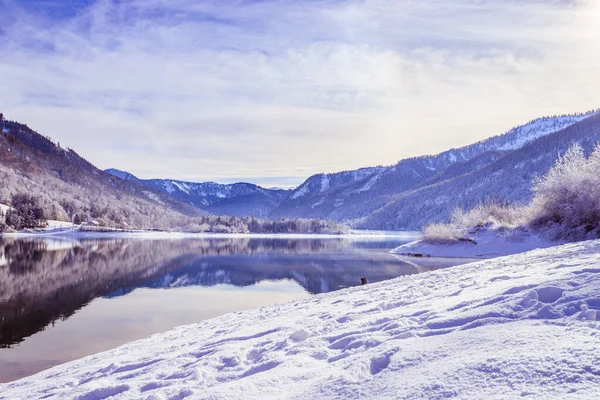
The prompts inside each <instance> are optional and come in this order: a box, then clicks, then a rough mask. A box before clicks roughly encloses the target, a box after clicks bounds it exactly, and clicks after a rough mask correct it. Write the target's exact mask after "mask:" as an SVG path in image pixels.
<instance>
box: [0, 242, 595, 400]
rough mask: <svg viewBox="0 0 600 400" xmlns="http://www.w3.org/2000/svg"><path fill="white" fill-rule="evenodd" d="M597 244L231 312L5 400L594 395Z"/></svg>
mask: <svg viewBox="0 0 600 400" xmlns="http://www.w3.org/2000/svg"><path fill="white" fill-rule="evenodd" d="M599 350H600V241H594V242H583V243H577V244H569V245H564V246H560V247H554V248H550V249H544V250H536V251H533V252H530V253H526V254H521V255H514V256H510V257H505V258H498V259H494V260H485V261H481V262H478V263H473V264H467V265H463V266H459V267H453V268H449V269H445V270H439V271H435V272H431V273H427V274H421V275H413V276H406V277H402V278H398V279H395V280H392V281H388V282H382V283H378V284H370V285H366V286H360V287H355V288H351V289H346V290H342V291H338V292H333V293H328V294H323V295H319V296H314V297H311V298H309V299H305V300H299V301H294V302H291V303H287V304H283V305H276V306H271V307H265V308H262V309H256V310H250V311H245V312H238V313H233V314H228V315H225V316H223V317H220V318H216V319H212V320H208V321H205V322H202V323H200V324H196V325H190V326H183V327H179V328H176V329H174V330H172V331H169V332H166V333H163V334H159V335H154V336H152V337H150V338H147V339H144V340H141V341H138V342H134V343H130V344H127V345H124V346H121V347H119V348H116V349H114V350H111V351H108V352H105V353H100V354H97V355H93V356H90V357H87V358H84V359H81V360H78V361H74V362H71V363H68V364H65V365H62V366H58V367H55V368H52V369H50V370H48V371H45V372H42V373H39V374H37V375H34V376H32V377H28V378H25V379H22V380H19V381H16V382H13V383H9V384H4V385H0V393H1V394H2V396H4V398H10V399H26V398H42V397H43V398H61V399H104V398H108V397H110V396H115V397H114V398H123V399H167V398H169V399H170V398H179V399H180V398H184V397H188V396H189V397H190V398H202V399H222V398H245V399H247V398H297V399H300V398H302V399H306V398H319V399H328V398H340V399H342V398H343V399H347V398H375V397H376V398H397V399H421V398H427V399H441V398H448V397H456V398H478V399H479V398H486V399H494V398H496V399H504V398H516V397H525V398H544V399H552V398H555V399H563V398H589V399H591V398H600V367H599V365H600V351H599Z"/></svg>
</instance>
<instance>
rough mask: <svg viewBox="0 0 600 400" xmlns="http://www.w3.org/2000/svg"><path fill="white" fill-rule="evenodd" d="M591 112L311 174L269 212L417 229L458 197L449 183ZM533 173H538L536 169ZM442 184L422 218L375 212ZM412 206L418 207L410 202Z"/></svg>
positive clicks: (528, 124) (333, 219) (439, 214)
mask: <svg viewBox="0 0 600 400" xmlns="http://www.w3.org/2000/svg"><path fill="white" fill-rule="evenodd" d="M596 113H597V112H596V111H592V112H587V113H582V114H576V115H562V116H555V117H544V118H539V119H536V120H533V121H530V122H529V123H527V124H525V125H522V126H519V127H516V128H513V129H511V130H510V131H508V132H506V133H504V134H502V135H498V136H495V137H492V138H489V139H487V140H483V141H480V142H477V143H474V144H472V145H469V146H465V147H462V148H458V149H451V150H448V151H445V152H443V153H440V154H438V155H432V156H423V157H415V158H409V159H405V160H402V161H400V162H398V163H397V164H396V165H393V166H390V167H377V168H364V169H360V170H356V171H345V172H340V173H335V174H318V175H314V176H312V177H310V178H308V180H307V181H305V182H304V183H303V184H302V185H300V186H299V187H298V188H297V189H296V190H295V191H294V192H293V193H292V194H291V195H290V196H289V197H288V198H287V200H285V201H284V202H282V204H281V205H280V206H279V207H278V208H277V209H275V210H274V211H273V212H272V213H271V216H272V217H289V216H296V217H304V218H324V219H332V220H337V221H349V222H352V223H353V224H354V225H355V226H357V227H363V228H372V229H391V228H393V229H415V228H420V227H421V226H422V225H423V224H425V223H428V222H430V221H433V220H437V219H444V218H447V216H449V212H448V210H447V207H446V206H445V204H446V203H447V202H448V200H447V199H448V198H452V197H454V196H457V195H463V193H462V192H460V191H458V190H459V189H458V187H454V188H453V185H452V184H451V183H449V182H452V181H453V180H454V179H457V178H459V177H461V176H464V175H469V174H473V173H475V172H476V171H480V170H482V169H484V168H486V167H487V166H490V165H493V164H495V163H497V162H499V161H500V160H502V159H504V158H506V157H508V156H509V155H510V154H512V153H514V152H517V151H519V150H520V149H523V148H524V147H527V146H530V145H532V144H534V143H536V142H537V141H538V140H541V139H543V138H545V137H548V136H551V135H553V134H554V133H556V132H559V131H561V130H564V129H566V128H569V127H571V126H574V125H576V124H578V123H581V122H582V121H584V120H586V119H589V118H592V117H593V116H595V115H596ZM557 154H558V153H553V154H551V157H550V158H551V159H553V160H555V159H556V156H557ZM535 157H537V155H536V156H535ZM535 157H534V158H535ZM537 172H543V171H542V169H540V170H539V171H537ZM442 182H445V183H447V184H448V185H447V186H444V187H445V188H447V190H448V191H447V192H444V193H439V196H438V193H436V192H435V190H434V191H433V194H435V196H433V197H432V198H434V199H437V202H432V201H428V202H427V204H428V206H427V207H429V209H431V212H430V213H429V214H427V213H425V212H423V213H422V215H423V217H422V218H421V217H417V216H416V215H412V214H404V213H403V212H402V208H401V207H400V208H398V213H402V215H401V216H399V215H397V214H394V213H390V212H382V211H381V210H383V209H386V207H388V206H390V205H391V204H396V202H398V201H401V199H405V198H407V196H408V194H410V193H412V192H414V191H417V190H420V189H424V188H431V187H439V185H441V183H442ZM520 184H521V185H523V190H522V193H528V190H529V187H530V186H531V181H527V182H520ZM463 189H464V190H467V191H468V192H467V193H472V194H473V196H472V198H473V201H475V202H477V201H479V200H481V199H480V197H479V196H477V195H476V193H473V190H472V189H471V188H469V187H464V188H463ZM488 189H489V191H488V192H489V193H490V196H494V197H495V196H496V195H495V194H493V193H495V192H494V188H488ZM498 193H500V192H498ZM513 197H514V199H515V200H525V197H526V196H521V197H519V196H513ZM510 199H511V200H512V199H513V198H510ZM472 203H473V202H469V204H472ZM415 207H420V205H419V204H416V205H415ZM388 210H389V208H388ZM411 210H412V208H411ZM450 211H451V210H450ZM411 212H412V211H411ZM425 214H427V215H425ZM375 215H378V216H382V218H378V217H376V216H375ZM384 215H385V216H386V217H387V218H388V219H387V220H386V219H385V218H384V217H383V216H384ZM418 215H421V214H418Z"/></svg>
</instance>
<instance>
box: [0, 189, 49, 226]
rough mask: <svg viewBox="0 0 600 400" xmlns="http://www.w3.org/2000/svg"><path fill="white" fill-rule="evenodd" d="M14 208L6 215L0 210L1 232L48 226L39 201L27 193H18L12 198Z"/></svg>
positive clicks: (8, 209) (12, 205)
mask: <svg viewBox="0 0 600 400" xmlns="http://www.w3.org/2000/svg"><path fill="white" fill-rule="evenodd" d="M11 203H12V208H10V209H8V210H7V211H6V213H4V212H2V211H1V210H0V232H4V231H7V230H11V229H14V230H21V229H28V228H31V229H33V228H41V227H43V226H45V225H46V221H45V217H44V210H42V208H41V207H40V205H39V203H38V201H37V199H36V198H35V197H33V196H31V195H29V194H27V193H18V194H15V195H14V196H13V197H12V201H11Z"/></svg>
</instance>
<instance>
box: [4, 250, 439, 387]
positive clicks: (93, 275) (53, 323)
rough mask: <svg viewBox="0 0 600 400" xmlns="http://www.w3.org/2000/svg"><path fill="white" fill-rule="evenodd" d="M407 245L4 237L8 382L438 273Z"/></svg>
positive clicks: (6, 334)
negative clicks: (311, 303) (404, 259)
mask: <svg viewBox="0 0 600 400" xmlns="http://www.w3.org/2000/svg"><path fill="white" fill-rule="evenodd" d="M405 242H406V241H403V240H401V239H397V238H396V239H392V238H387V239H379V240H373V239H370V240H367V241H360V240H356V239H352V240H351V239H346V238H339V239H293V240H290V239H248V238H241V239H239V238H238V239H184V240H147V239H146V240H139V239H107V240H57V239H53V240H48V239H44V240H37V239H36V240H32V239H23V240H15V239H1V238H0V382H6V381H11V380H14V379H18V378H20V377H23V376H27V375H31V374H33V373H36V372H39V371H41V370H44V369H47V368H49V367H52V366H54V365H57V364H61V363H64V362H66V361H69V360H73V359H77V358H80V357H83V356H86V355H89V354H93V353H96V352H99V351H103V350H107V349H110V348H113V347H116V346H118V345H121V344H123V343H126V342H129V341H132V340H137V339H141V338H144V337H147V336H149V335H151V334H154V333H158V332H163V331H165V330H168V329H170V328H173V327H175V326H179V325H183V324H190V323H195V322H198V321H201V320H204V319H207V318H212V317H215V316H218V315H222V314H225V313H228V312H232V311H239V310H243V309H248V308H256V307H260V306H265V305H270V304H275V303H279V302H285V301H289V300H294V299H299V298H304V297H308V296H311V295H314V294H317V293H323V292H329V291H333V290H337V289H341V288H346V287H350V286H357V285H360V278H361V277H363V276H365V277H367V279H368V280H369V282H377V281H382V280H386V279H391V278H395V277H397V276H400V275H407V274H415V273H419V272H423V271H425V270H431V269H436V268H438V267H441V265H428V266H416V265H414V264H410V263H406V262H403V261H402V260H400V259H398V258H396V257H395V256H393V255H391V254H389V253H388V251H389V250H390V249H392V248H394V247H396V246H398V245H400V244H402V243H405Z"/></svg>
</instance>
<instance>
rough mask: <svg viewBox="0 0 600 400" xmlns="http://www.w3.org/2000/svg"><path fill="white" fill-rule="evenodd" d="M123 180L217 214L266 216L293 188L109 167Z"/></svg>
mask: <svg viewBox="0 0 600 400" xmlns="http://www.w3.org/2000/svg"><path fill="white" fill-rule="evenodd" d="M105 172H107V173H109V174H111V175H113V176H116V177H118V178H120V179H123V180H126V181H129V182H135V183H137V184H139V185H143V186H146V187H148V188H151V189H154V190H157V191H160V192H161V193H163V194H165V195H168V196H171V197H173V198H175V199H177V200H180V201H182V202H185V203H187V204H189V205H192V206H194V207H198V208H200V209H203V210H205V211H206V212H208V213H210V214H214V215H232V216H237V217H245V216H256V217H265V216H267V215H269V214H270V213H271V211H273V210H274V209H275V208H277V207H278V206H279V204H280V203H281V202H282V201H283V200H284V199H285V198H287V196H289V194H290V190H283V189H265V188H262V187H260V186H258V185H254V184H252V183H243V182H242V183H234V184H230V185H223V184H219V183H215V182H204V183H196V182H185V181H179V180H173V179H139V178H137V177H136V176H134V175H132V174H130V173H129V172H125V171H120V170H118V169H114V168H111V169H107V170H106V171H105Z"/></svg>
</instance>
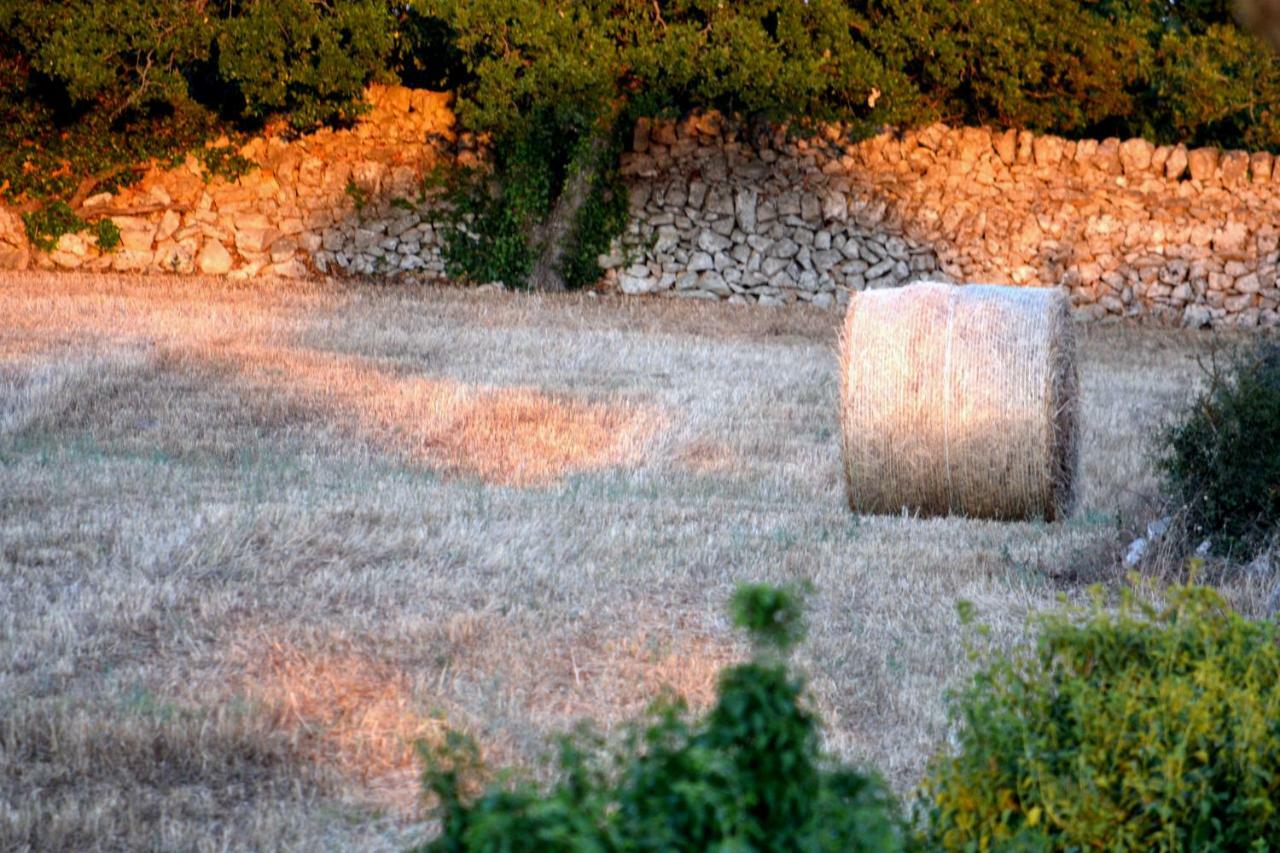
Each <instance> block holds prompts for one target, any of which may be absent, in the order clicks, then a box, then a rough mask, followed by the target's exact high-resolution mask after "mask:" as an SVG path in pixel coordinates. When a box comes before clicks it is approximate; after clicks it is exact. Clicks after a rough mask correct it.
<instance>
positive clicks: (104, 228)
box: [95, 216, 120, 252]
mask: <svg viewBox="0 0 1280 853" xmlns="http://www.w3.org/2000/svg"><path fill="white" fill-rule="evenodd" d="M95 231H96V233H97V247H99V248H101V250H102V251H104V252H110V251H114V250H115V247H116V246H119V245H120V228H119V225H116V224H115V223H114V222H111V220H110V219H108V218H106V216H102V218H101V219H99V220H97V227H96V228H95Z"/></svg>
━━━━━━━━━━
■ Exercise objective:
Could you quote the records from their start through the line containing "244L231 312L5 400L594", leaving out the pictures?

■ Response area:
The prompts inside each <instance> are optional and come in this order: a box, then clicks, then a rough mask. A box before clicks roughly encloses the target, a box after clicks bounds it exactly, and clicks after a rough mask correct it. Write the target's exact mask after "mask:" as an SVG path in image pixels.
<instance>
box: [0, 242, 595, 400]
rough mask: <svg viewBox="0 0 600 400" xmlns="http://www.w3.org/2000/svg"><path fill="white" fill-rule="evenodd" d="M597 244L231 312L5 400L594 395Z"/></svg>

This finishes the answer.